**Exercise requirements:**
**A.** Could you copy the part of the meditation retreat excerpt starting at "We didn’t talk" and ending at "stuff as well.", word for word?
**B.** How would you sum up the meditation retreat excerpt in two sentences?

**Selected excerpt:**
⟨

Oh man, the food was so good. Maybe partly due to increased sensory acuity, but also because it was just really well done. We ate twice a day, at 6:30 AM and again at 11:00 AM, and new students were allowed a piece of fruit with their 5:00 PM tea. Goenka also read my mind on the second day and pointed out that we probably think this means we should eat twice as much at lunch to make up for no dinner. Instead, he suggested we only eat three-quarters what we normally would, as the stomach needs to be at least one-quarter empty to meditate properly. Having eaten that extra piece (or two) of cornbread or bowl of veggie stir-fry a couple times, I can vouch for him on this one. By the third day I would have about 20 minutes in the afternoon when I was hungry, but it would go away quickly. After all, we were hardly burning any calories. I was good about eating a little less than I thought should, but sometimes the food was, ironically, too good to resist.

Weird Things

Weird stuff happened. It sounded like everyone had some weird experiences, but hardly anybody described the same thing. Electricity, heat, separation of consciousness, dissolution of body parts, mental gymnastics, pools of energy. Sleeping was difficult, and I found out that the mind and the body don’t necessarily need to rest at the same time. So I meditated in the middle of the night, and felt great in the morning. Lots of music stuck in heads and words or phrases repeated ad nauseam. I actually did think I might puke once. Then I laughed imagining how ridiculous it would be if someone just keeled over and vomited all over the place in this big peaceful room with 80 people silently focusing on their breath. I had a kind of scary moment of bringing my awareness deep into my heart and being able to feel the blood moving from one chamber to another. I was near my watch and I clocked my heart rate at a peppy 30 beats per minute, the lowest I’ve ever felt it. I started to feel dizzy and worry that I might accidentally die, so I moved on. I had some ringing in my ears, but the assistant teacher reassured me that “the mind does some strange things.” It went away after two days.

Neuroscience

We didn’t talk about this at all, but I am really curious about all the neuroscience going on here. I have some experiments I want to do on myself, but I’ll need to find myself a high-resolution infrared video camera and an MRI machine. If you know articles or studies on any of this stuff (or want to share access to your advanced technologies), please send them on! A book I’ve mentioned before, Happiness by Matthieu Ricard, touches on some of this stuff as well.

⟩

**Input data:**

⟨

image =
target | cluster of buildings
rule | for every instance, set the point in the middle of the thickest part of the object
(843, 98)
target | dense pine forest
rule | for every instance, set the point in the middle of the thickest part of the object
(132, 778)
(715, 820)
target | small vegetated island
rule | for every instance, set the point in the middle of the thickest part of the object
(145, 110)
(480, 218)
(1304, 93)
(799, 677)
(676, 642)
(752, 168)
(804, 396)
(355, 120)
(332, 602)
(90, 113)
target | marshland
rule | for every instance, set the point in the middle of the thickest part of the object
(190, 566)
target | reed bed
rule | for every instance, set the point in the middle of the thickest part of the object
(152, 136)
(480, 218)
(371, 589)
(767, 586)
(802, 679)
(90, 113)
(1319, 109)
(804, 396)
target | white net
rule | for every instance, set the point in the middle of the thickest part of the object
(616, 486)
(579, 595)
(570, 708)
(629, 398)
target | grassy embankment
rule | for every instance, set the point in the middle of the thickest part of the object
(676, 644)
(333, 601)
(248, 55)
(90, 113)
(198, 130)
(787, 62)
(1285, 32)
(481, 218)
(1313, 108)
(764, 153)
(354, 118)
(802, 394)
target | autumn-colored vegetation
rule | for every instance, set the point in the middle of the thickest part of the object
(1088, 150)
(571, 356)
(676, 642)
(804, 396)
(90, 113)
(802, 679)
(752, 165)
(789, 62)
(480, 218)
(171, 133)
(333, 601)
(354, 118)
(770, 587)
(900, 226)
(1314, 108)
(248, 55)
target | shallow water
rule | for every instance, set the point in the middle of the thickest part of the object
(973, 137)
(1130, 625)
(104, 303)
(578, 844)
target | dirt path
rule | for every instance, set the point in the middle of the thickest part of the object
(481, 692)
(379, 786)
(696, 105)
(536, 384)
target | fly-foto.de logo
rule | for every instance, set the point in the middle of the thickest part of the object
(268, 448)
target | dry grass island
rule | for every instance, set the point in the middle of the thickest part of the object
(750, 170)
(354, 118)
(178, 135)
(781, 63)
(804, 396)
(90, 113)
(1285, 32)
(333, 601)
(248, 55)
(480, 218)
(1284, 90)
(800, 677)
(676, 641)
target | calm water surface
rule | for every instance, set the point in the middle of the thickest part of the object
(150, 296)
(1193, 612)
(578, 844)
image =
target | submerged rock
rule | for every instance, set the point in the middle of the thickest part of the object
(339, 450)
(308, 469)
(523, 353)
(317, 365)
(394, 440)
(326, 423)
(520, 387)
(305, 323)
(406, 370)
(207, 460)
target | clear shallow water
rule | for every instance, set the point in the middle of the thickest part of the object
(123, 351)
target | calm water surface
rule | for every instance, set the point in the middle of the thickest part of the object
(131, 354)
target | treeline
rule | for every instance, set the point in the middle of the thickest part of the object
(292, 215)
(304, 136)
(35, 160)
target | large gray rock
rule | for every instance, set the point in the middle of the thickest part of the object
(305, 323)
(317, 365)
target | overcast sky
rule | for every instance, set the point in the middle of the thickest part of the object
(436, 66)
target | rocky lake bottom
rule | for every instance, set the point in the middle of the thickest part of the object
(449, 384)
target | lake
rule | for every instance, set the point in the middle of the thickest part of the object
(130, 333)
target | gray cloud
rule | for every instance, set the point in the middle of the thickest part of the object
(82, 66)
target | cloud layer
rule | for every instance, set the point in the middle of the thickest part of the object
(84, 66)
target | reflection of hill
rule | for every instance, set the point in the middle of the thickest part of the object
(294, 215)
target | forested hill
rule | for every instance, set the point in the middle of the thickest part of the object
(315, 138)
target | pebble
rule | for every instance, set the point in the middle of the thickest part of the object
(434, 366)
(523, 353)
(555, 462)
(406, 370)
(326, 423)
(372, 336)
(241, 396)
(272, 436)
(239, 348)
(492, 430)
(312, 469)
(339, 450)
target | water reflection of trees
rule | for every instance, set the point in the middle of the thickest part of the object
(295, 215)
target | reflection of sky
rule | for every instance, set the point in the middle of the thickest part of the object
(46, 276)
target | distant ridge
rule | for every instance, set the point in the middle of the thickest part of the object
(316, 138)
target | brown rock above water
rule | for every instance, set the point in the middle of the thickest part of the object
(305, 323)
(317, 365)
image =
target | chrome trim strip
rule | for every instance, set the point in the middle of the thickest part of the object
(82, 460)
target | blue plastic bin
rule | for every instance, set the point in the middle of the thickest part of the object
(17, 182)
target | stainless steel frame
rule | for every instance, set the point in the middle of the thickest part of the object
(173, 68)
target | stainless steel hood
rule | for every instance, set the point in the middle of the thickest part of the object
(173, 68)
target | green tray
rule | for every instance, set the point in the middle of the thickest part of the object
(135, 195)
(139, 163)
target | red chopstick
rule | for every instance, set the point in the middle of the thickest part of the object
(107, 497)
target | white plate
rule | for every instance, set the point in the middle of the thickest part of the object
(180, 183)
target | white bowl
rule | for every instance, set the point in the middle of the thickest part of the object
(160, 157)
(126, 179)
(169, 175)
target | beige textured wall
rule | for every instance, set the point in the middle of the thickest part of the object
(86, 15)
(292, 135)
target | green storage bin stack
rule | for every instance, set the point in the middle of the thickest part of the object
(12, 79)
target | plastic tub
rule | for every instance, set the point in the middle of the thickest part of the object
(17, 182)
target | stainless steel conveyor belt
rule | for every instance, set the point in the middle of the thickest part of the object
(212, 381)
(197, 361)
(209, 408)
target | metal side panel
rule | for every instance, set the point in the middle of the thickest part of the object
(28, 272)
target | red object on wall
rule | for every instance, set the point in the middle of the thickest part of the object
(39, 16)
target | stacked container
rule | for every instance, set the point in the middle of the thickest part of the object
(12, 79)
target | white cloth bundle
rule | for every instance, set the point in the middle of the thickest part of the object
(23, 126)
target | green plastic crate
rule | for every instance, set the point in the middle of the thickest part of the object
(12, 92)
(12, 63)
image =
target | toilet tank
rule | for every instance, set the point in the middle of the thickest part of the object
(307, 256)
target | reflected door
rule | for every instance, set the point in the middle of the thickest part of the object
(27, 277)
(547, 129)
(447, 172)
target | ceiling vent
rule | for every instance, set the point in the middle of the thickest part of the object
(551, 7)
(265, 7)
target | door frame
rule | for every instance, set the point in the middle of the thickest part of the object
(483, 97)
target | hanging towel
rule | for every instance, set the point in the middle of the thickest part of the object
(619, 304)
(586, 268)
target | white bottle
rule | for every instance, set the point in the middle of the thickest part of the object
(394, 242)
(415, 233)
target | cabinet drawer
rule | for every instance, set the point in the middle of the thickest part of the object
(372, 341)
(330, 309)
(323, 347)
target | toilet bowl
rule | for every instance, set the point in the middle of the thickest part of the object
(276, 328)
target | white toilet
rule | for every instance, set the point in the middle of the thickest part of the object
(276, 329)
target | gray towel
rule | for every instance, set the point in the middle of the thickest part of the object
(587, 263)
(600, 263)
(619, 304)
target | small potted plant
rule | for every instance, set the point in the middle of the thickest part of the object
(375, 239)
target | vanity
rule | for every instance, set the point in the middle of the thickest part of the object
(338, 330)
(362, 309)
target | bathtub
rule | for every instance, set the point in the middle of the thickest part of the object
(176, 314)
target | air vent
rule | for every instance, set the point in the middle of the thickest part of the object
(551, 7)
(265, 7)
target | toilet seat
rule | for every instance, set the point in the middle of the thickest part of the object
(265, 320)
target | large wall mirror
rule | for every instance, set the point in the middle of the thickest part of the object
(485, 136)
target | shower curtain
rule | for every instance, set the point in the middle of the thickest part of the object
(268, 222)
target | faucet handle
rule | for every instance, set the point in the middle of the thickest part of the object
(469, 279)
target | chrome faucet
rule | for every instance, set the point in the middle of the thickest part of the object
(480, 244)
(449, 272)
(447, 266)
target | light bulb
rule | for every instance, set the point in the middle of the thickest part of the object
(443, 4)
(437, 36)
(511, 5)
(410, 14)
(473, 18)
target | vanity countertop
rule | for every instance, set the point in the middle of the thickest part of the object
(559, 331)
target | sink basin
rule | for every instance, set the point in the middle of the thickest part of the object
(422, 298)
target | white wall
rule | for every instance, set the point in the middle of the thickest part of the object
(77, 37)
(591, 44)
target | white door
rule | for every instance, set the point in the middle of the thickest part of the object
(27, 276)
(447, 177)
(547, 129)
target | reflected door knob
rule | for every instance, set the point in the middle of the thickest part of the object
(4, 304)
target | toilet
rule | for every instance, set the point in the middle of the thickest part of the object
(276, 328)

⟩

**Exercise results:**
**A.**
We didn’t talk about this at all, but I am really curious about all the neuroscience going on here. I have some experiments I want to do on myself, but I’ll need to find myself a high-resolution infrared video camera and an MRI machine. If you know articles or studies on any of this stuff (or want to share access to your advanced technologies), please send them on! A book I’ve mentioned before, Happiness by Matthieu Ricard, touches on some of this stuff as well.

**B.** At the retreat, meals came twice a day, and the writer followed Goenka's advice to eat about three-quarters of a normal portion so the stomach stayed partly empty for meditation. The writer also had strange experiences, including difficulty sleeping, music stuck in the head, ringing ears and a heart rate clocked at 30 beats per minute, and is curious about the neuroscience behind them.